● WHAT NEEDS TO BE DONE
Rename "Practice step" to "Exercise step" everywhere it occurs in the rows below. Reproduce the rows with no other changes.

(Part of a data file)
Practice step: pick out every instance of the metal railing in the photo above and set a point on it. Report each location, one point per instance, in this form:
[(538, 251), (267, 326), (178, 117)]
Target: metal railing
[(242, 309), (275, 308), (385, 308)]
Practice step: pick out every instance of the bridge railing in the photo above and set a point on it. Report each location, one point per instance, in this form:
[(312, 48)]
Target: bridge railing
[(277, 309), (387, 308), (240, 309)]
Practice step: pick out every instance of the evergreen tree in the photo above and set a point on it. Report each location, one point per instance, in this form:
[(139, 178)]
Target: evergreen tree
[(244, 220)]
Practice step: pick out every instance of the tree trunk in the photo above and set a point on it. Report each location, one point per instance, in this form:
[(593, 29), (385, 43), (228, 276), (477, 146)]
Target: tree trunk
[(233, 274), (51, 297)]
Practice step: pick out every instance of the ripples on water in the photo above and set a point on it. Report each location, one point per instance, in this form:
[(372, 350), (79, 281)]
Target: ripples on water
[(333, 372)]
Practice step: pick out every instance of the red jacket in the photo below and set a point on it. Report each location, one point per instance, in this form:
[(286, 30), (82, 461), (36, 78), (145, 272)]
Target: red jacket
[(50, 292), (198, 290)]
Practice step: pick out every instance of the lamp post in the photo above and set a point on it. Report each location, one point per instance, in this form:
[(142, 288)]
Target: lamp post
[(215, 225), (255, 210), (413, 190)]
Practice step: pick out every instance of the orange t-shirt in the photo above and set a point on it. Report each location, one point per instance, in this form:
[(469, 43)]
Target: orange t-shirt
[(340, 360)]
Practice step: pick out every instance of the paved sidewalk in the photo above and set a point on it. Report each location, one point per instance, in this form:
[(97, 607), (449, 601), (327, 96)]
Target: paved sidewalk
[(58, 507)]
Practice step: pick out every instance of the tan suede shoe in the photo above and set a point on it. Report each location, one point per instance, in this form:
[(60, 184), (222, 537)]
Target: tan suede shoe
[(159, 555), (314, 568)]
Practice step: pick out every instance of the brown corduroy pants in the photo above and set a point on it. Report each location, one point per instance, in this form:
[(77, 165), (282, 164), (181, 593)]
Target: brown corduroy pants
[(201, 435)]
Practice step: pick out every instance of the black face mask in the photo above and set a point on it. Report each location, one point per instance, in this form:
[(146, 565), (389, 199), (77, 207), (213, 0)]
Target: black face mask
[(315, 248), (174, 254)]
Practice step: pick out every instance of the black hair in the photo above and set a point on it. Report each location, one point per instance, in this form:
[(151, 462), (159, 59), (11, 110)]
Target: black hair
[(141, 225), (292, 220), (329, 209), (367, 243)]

● TASK RESPONSE
Exercise step: pick out every instance of the metal railing in the photo above and set a point on it. Report each location, one point per instance, in this form:
[(538, 251), (267, 326), (178, 117)]
Target: metal railing
[(242, 309), (275, 308), (385, 308)]
Exercise step: pick out every instance of the bridge railing in the photo above and set a point on it. Report each location, one point per instance, in this form:
[(312, 48)]
Target: bridge railing
[(277, 309), (387, 308), (240, 309)]
Exercise step: pick out every instance of the evergreen tree in the photo above and set a point on it. Report each location, one point per instance, in this form:
[(139, 178)]
Target: evergreen tree
[(244, 220)]
Exercise step: pick out every instance of the tree trunk in the photo above and set a point on it. Report each location, one point per instance, in this form:
[(593, 29), (385, 43), (228, 276), (477, 146)]
Target: tree trunk
[(233, 274), (51, 297)]
Exercise step: pick out every instance of the ripples on water in the photo above and set a point on it. Report each location, one point per instance, in this form:
[(372, 350), (79, 281)]
Target: ripples on water
[(333, 372)]
Exercise step: pick out every instance of the red jacket in the photo below and set a point on it. Report each location, one point per instance, in this form:
[(286, 30), (82, 461), (36, 78), (145, 272)]
Target: red jacket
[(50, 292), (198, 290)]
Exercise step: pick out every instance of the lamp post in the photo above and set a point on it. Report each location, one point per instance, in this form:
[(142, 288)]
Target: lamp post
[(215, 225), (255, 210), (413, 190)]
Exercise step: pick out every instance of the orange t-shirt in the photo above and set a point on it. Report each location, one point per instance, in this form:
[(469, 43)]
Target: orange t-shirt
[(340, 360)]
Exercise step: pick out every instance of the paved sidewalk in the photo above and set a point on it. Report each location, one point per instance, in this form:
[(97, 607), (449, 601), (327, 96)]
Target: paved sidewalk
[(58, 507)]
Exercise step: pick out every instance of the tan suede shoe in the photo above and set a point on it. Report each location, one point per instance, in this form:
[(60, 184), (222, 537)]
Target: tan suede shoe
[(159, 555), (314, 568)]
Exercise step: pick out every instance of the brown corduroy pants in the photo above and set a point on it. Report each location, one point per instance, in this form:
[(77, 165), (282, 164), (181, 593)]
Target: brown corduroy pants
[(201, 435)]
Exercise step: pick out every instance of the black face mask in the photo above and set a point on it. Report each location, one point per instance, in this form:
[(146, 565), (389, 199), (77, 207), (213, 0)]
Target: black face mask
[(315, 248), (174, 254)]
Exercise step: pick out every instance of the black hair in the photo above and set a point on it. Report each location, one point per instance, in this form:
[(151, 462), (159, 59), (11, 110)]
Target: black hair
[(141, 225), (292, 220), (329, 209), (367, 243)]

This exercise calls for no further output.